Start of Input records

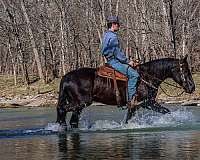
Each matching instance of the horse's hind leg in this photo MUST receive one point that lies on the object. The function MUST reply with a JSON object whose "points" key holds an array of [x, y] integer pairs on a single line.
{"points": [[75, 119], [61, 107]]}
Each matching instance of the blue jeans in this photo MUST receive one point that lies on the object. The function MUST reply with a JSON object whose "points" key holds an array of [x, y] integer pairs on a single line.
{"points": [[130, 73]]}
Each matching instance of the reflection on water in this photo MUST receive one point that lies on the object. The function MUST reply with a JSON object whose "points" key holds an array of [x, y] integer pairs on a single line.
{"points": [[104, 146], [155, 142]]}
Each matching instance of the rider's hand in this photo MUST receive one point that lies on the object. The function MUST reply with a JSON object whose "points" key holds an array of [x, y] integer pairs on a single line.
{"points": [[131, 63]]}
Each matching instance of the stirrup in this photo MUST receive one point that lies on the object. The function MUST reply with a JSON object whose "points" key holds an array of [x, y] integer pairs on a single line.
{"points": [[123, 107]]}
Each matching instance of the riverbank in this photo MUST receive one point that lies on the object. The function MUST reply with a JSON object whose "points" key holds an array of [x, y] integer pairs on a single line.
{"points": [[39, 94]]}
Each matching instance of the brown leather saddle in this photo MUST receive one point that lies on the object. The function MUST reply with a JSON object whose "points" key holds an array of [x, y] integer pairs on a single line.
{"points": [[108, 72]]}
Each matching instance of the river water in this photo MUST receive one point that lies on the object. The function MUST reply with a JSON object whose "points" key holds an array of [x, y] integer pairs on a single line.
{"points": [[30, 133]]}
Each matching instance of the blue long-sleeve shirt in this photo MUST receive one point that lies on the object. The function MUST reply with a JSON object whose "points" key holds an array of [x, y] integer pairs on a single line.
{"points": [[111, 47]]}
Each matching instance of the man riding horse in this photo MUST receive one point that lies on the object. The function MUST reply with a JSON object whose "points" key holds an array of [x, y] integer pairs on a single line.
{"points": [[117, 59]]}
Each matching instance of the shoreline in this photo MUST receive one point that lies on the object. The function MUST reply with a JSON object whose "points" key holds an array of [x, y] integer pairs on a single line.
{"points": [[50, 100]]}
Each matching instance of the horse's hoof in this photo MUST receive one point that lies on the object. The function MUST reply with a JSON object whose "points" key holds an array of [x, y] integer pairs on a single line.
{"points": [[74, 125]]}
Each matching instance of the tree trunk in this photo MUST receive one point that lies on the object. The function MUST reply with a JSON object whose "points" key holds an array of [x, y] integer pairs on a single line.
{"points": [[37, 58]]}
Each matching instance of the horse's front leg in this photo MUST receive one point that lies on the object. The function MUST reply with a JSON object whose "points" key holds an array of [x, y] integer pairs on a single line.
{"points": [[155, 106], [75, 119], [131, 113], [61, 114]]}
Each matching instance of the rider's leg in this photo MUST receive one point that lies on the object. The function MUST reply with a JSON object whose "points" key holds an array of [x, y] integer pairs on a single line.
{"points": [[132, 77]]}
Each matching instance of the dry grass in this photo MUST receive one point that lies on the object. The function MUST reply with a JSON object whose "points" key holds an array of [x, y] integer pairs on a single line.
{"points": [[9, 90]]}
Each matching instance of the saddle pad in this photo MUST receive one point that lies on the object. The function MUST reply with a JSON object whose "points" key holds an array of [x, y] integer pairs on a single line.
{"points": [[108, 72]]}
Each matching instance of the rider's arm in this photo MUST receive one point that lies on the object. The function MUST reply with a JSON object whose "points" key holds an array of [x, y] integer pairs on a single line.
{"points": [[119, 54]]}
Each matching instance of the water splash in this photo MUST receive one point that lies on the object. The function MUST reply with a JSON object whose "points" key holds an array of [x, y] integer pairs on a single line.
{"points": [[144, 119]]}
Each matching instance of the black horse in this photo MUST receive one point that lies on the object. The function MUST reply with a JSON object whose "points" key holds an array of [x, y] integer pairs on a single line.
{"points": [[79, 88]]}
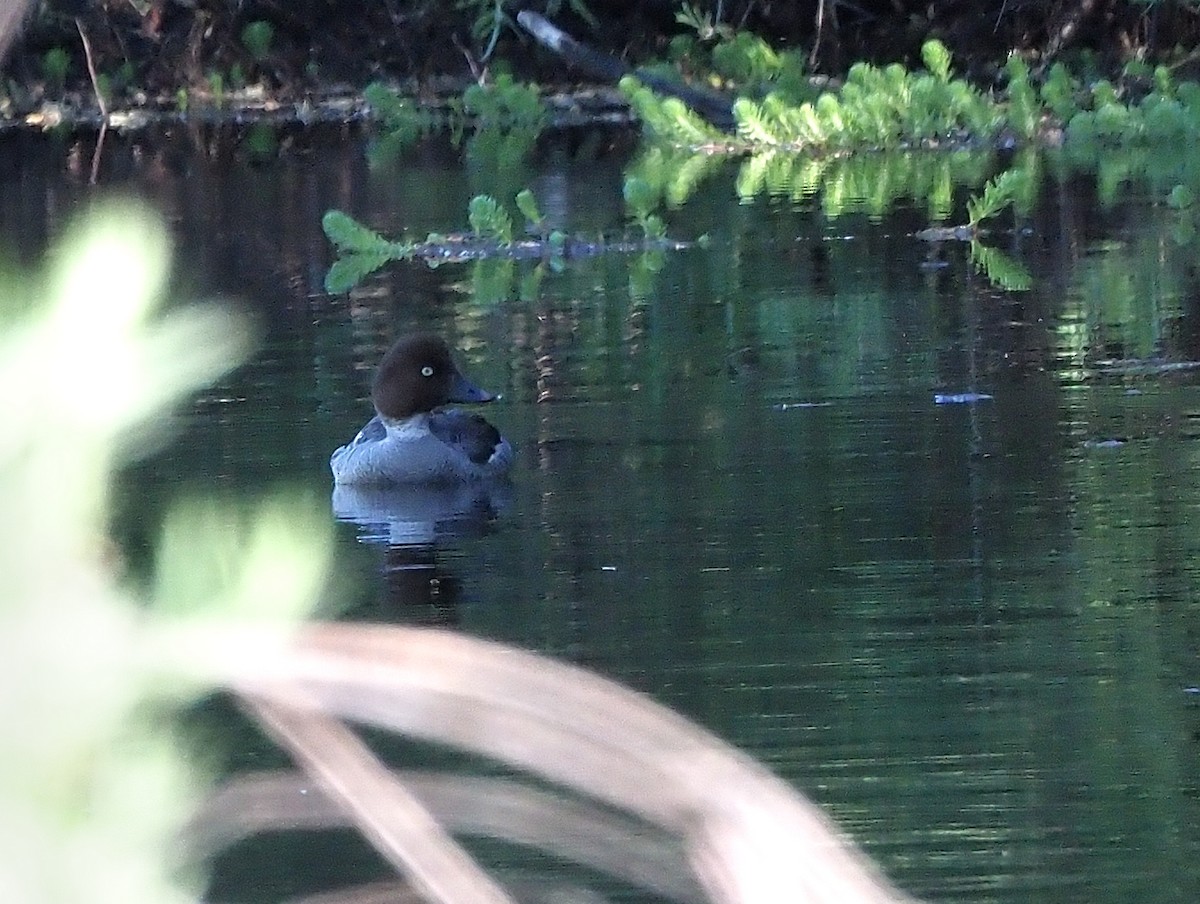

End of Input records

Extract every line of the entries above that contains the word "trunk", and copy each such line in full.

▶ Reply to the task:
Each matching instance of the tree trunk in this photo MUST receive one point that lies on the object. The function MUST reply with a JSON object whose "points" key holds an array of [x, y] integer pairs on a single line.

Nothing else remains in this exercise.